▼

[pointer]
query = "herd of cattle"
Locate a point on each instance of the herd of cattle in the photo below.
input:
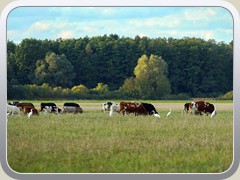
(26, 108)
(124, 108)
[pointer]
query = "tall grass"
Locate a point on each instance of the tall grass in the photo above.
(93, 142)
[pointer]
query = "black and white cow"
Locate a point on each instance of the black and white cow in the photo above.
(50, 108)
(72, 108)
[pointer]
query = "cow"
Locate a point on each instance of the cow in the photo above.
(200, 107)
(50, 107)
(106, 106)
(187, 108)
(22, 105)
(43, 105)
(27, 109)
(72, 108)
(149, 108)
(13, 103)
(13, 110)
(130, 107)
(114, 108)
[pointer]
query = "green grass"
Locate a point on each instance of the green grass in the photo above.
(92, 142)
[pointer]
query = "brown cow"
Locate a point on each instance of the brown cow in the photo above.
(130, 107)
(200, 107)
(21, 105)
(27, 109)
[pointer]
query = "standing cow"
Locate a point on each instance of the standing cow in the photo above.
(50, 108)
(114, 108)
(72, 108)
(106, 106)
(200, 107)
(13, 110)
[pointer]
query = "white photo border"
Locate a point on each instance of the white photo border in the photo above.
(122, 3)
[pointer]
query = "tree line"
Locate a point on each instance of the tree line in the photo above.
(188, 67)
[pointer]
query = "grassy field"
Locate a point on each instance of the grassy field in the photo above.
(92, 142)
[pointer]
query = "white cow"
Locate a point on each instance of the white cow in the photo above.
(13, 110)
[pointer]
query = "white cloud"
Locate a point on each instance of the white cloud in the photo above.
(66, 34)
(39, 26)
(199, 14)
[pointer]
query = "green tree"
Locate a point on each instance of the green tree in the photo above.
(55, 70)
(151, 76)
(80, 89)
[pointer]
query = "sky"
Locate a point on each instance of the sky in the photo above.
(153, 22)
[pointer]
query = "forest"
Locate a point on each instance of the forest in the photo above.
(109, 66)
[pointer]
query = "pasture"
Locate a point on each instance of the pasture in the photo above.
(93, 142)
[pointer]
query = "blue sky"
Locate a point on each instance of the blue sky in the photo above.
(74, 22)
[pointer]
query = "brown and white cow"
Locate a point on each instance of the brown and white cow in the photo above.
(27, 109)
(187, 108)
(200, 107)
(132, 107)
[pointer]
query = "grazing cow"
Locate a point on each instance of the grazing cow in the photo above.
(22, 105)
(150, 108)
(187, 107)
(43, 105)
(200, 107)
(106, 106)
(114, 108)
(13, 110)
(129, 107)
(27, 109)
(50, 108)
(72, 108)
(13, 103)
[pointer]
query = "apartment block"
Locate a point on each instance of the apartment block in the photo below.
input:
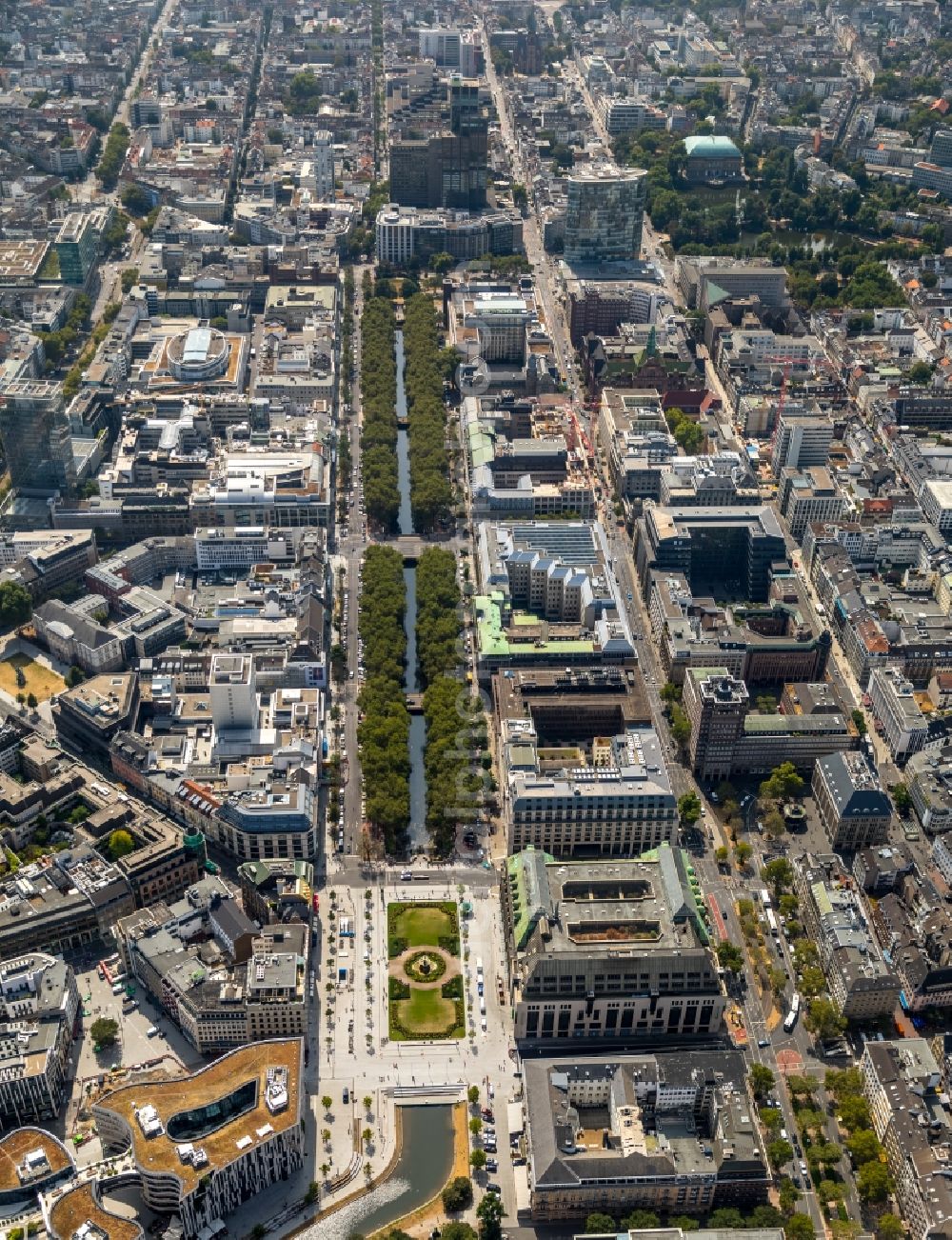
(39, 1007)
(911, 1116)
(850, 801)
(608, 951)
(608, 797)
(862, 985)
(676, 1134)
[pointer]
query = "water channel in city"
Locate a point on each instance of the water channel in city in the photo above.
(418, 838)
(423, 1167)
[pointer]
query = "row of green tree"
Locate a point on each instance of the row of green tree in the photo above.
(776, 195)
(454, 719)
(385, 730)
(110, 163)
(455, 737)
(438, 619)
(727, 1218)
(378, 395)
(430, 489)
(57, 343)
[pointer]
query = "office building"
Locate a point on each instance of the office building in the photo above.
(910, 1110)
(440, 44)
(206, 1142)
(729, 550)
(317, 170)
(447, 168)
(76, 246)
(32, 1162)
(36, 436)
(850, 801)
(671, 1133)
(808, 495)
(608, 797)
(408, 232)
(727, 735)
(800, 442)
(928, 779)
(704, 280)
(712, 160)
(602, 308)
(604, 214)
(277, 890)
(894, 703)
(39, 1006)
(862, 985)
(936, 501)
(608, 951)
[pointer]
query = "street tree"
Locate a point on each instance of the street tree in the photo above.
(783, 783)
(864, 1148)
(488, 1213)
(762, 1080)
(823, 1019)
(689, 809)
(780, 1152)
(853, 1112)
(640, 1220)
(779, 875)
(902, 797)
(103, 1030)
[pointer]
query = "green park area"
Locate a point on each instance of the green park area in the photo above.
(42, 682)
(424, 982)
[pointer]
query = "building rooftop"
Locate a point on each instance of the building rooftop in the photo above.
(79, 1207)
(594, 1119)
(16, 1170)
(710, 147)
(646, 904)
(854, 785)
(241, 1076)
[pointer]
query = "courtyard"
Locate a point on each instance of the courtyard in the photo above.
(36, 677)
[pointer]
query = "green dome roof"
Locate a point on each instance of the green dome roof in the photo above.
(710, 147)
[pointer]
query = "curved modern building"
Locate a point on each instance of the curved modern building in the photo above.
(206, 1142)
(31, 1162)
(198, 355)
(604, 212)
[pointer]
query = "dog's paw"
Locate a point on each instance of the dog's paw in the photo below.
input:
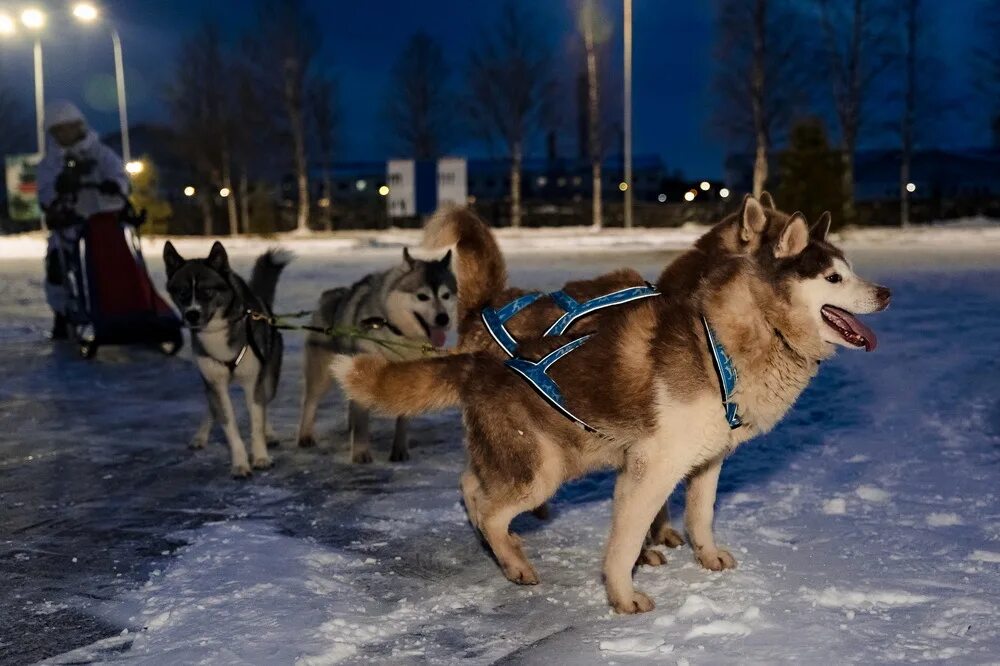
(241, 471)
(668, 536)
(521, 573)
(716, 560)
(636, 602)
(651, 558)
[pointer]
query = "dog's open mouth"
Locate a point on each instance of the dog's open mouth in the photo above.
(436, 334)
(849, 327)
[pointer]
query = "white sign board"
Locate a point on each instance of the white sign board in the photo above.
(402, 181)
(452, 181)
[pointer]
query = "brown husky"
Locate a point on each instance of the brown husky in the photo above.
(648, 382)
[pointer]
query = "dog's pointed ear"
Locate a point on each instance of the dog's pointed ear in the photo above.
(752, 219)
(410, 261)
(218, 260)
(446, 259)
(820, 230)
(172, 259)
(794, 237)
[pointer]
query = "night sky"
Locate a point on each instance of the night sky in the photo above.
(673, 55)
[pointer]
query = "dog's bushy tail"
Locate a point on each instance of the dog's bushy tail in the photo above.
(403, 388)
(480, 267)
(266, 271)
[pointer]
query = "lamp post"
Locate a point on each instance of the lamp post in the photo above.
(628, 113)
(85, 12)
(33, 19)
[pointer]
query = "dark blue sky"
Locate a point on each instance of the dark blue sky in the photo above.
(673, 63)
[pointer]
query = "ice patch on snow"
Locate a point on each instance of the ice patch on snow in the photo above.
(835, 507)
(872, 494)
(831, 597)
(943, 519)
(984, 556)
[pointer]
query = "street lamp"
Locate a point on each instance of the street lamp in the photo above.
(85, 12)
(33, 19)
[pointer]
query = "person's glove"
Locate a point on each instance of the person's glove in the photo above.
(109, 187)
(65, 184)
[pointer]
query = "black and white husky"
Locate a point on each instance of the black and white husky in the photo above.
(230, 346)
(415, 302)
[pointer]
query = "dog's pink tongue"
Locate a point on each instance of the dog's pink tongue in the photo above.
(857, 327)
(438, 336)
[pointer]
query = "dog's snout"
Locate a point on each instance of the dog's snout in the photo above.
(884, 296)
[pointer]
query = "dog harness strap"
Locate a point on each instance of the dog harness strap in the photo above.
(726, 372)
(575, 310)
(537, 375)
(495, 320)
(232, 365)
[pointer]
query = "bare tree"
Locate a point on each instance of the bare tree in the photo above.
(197, 101)
(762, 76)
(283, 46)
(859, 50)
(592, 21)
(418, 108)
(510, 88)
(325, 113)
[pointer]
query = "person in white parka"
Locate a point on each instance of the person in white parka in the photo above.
(69, 137)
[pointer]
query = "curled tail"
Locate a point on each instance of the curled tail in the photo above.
(481, 269)
(266, 271)
(403, 388)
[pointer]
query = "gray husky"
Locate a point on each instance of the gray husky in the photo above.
(230, 346)
(413, 302)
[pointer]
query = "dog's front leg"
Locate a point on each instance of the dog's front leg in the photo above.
(640, 491)
(218, 391)
(699, 511)
(400, 441)
(258, 427)
(360, 438)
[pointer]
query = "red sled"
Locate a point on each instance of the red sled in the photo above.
(111, 299)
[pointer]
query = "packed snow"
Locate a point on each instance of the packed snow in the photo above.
(866, 526)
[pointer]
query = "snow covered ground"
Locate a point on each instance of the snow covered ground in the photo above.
(867, 526)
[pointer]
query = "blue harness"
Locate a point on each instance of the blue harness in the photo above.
(536, 372)
(726, 372)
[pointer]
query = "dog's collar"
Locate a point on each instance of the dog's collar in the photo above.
(726, 372)
(234, 363)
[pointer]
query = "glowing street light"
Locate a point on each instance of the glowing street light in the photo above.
(33, 18)
(7, 25)
(84, 11)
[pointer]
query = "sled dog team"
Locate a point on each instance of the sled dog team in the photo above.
(659, 381)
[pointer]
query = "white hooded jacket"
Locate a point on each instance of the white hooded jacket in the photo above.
(107, 165)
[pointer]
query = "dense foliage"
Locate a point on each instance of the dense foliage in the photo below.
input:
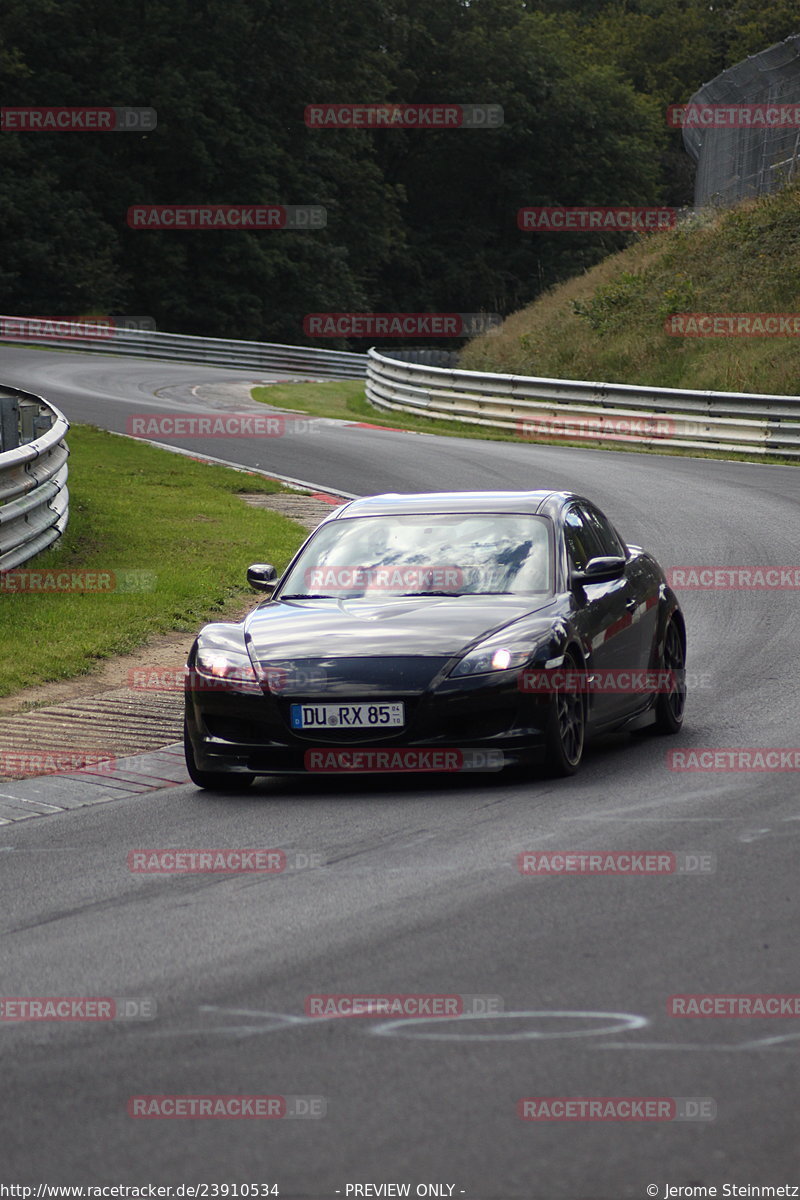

▲

TASK BRIEF. Count the lines in the listing where the string "block" appears. Answer with the number only.

THE ANSWER. 2